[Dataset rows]
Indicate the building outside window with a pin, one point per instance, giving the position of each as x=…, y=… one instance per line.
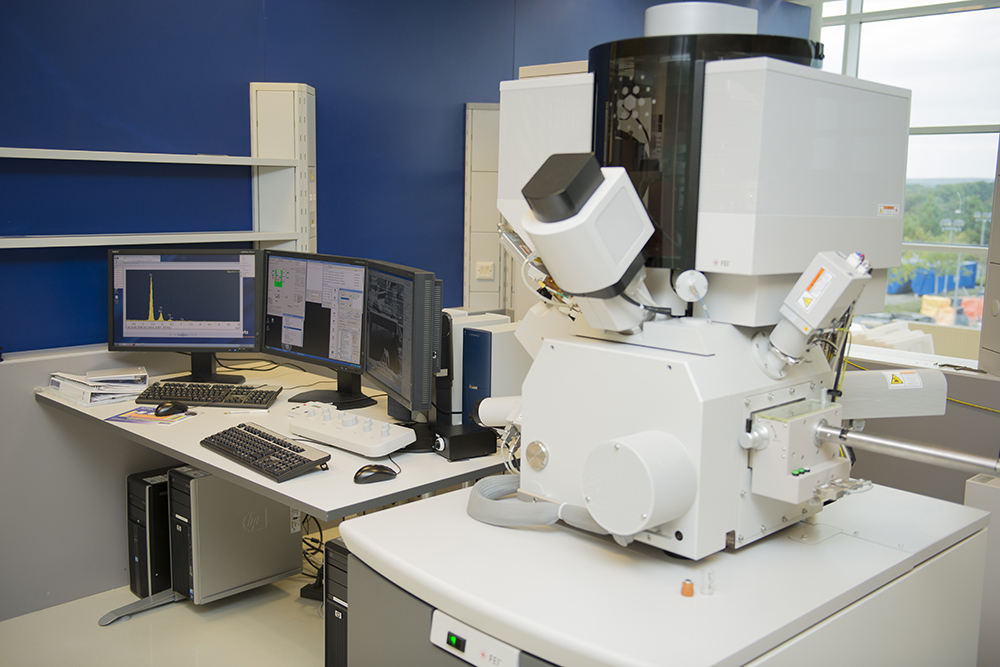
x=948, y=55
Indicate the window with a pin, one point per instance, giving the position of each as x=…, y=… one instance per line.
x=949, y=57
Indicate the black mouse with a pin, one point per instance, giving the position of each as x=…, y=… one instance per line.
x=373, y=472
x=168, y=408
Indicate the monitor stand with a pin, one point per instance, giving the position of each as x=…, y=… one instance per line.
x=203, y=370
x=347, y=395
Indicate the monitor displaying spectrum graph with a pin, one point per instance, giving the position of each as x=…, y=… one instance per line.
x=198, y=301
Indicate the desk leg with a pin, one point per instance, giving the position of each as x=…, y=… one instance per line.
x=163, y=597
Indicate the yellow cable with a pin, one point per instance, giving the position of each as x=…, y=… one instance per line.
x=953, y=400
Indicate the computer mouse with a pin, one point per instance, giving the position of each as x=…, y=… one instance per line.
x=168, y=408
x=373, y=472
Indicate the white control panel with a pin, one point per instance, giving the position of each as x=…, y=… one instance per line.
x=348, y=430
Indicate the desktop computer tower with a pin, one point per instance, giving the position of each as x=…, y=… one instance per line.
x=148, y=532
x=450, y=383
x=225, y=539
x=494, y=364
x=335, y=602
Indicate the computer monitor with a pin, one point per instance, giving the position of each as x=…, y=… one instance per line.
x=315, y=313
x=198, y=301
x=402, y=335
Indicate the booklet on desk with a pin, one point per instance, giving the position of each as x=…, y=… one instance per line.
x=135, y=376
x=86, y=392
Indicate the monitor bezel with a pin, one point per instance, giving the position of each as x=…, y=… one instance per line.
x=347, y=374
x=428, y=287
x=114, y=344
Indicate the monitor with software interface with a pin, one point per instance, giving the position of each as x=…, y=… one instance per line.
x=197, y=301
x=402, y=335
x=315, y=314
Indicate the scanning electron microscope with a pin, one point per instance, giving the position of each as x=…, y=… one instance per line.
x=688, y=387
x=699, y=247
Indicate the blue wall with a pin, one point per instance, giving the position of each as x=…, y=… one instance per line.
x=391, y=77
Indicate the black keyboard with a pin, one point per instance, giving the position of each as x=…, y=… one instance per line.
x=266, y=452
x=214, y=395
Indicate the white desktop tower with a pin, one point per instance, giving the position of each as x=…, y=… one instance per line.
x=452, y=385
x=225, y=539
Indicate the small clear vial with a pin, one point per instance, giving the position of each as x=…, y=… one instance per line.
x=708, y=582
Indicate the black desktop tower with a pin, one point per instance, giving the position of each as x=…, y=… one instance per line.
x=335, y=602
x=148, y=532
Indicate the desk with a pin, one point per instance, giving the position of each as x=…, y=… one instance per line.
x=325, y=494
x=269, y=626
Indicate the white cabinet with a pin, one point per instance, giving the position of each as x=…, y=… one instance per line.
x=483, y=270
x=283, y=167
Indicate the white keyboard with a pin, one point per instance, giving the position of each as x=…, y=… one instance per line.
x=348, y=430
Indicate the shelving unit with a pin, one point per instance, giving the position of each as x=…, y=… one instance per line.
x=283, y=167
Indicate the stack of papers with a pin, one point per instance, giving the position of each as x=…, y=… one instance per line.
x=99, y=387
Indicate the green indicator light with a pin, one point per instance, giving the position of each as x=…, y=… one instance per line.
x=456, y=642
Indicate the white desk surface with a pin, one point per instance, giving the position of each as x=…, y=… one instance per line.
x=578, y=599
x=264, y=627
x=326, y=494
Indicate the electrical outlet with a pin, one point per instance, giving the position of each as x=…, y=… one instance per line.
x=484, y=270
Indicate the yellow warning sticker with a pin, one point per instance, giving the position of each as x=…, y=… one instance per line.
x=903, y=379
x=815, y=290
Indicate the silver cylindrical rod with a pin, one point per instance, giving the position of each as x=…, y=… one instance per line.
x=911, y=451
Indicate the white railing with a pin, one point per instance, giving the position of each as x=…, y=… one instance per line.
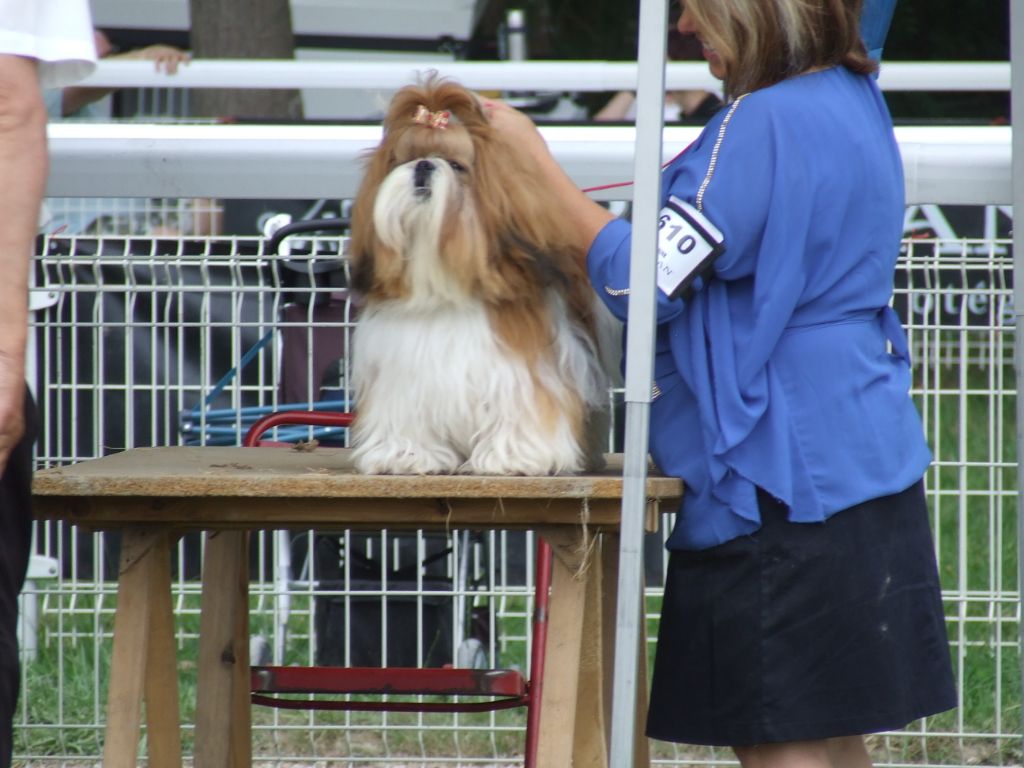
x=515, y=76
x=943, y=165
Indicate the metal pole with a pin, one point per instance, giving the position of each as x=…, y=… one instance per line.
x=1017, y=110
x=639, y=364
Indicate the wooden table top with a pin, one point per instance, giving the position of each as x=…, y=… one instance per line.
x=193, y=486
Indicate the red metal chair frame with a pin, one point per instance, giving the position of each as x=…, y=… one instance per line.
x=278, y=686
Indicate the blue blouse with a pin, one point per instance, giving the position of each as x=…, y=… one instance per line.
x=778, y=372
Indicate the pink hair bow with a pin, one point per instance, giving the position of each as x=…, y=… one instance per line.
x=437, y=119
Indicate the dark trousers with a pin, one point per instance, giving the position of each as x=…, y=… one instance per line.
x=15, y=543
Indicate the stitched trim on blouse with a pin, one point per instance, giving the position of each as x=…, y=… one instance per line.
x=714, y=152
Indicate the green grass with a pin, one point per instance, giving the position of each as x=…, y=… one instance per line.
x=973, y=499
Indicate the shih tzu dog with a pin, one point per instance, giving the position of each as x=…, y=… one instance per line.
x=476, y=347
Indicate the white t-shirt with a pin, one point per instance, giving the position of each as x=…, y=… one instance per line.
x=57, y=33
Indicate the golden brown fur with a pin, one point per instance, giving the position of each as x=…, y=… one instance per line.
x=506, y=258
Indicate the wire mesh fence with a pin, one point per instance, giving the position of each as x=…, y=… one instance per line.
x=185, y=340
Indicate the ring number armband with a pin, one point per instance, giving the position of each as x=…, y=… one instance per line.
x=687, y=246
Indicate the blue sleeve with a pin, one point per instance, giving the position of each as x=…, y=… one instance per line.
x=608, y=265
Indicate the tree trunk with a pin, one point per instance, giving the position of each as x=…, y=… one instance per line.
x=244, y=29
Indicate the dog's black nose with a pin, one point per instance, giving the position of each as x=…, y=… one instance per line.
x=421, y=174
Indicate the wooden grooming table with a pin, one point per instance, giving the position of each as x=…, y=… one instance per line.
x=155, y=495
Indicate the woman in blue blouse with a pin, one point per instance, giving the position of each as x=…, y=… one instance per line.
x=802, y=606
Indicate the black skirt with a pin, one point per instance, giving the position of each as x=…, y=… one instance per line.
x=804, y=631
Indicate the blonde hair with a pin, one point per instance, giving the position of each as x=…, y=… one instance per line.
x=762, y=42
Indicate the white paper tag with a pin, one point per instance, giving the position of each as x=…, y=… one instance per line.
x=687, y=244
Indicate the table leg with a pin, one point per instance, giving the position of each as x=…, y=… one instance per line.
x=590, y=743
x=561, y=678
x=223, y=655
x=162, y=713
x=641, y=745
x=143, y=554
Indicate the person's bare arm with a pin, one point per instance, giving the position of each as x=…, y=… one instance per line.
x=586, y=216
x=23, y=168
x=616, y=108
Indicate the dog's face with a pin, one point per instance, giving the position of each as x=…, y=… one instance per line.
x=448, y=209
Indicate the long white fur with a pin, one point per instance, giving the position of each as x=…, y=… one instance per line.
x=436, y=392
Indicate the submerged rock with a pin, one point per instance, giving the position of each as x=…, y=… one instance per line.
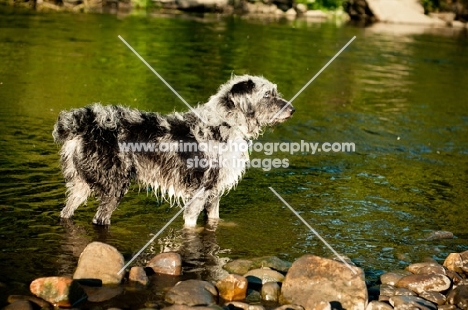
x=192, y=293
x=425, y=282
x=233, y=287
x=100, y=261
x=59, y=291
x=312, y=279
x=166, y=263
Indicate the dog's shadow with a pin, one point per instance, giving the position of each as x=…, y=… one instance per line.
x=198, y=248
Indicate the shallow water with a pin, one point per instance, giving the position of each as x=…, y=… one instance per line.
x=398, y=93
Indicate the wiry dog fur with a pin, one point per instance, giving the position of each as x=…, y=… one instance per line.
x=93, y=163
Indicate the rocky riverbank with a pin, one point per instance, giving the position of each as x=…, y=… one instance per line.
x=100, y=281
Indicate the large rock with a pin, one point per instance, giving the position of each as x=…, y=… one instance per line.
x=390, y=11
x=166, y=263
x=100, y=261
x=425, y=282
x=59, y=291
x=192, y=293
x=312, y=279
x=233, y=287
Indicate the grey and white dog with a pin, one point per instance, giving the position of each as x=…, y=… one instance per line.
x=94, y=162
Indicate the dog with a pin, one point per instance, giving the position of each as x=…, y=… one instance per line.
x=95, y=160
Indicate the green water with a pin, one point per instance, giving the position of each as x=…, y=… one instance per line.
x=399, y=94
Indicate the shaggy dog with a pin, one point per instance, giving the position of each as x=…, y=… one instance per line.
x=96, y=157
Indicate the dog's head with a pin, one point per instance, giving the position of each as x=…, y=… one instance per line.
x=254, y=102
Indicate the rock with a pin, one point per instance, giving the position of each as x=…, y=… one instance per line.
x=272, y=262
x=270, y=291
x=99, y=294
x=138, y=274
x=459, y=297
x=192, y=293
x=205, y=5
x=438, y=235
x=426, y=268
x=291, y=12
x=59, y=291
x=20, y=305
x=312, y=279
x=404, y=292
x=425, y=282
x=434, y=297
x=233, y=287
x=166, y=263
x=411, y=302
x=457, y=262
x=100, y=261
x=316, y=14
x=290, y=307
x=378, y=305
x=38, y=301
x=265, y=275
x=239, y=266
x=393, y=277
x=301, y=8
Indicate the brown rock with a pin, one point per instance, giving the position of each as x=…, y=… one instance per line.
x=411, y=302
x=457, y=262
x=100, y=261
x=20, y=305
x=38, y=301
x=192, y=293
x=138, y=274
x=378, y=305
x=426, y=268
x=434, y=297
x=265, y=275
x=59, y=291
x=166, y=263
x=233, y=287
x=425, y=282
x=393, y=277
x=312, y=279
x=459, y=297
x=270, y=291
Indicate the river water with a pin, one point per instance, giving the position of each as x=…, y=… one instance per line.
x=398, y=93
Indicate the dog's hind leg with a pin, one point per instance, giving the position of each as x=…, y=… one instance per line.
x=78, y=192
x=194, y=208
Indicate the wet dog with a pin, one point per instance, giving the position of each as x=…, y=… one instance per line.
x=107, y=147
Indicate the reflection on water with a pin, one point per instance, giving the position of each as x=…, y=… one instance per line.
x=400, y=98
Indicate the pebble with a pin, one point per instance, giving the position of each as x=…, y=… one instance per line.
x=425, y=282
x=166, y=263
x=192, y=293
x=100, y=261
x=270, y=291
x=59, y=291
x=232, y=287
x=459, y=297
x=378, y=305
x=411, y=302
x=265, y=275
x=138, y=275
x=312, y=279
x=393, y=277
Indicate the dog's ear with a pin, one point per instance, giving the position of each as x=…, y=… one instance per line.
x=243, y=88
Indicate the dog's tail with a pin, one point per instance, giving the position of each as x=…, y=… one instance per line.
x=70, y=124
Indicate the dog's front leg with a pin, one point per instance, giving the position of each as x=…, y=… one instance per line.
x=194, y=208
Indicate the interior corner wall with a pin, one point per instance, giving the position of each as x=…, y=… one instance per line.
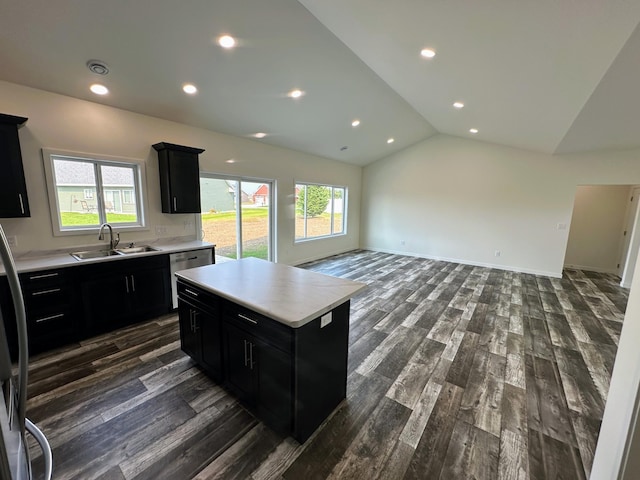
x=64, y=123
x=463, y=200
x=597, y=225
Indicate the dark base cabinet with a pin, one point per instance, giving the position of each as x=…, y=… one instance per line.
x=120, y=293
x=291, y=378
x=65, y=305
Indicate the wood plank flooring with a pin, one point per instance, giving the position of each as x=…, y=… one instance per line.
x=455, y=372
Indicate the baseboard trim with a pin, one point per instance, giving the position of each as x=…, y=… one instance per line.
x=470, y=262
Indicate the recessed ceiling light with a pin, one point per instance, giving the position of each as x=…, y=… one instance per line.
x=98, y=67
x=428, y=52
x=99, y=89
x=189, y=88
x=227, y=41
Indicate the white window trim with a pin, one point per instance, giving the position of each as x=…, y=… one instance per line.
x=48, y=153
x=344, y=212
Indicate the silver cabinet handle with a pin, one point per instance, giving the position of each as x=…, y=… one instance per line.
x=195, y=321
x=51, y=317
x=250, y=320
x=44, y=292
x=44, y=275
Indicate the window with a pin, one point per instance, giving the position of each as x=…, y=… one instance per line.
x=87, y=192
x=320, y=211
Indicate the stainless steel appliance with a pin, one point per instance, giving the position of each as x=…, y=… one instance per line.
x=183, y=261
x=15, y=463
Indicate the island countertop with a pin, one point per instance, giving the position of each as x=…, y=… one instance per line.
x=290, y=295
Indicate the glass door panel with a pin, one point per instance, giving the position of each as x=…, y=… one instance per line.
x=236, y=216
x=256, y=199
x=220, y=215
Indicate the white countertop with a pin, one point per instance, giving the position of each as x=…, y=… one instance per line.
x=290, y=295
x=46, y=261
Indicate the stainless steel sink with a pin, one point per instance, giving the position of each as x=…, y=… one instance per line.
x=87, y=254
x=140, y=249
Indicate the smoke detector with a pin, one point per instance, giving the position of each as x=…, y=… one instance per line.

- TASK PROMPT -
Copy the lines from the one containing "Indicate the table" through the one containing "x=448, y=209", inclusive, substituting "chair leg" for "table leg" and leaving everything else unchanged.

- EXERCISE RESULT -
Indicate the chair leg with a pin, one point per instance, giving the position of each as x=…, y=… one instance per line.
x=590, y=743
x=561, y=678
x=223, y=655
x=162, y=713
x=641, y=745
x=143, y=554
Indicate the person's bare arm with a pin, one point per instance, giving the position of each as x=…, y=… one instance per line.
x=586, y=216
x=23, y=168
x=616, y=108
Indicate the dog's face with a pin, one point per instance, giving the position of each as x=…, y=… one instance per line.
x=448, y=209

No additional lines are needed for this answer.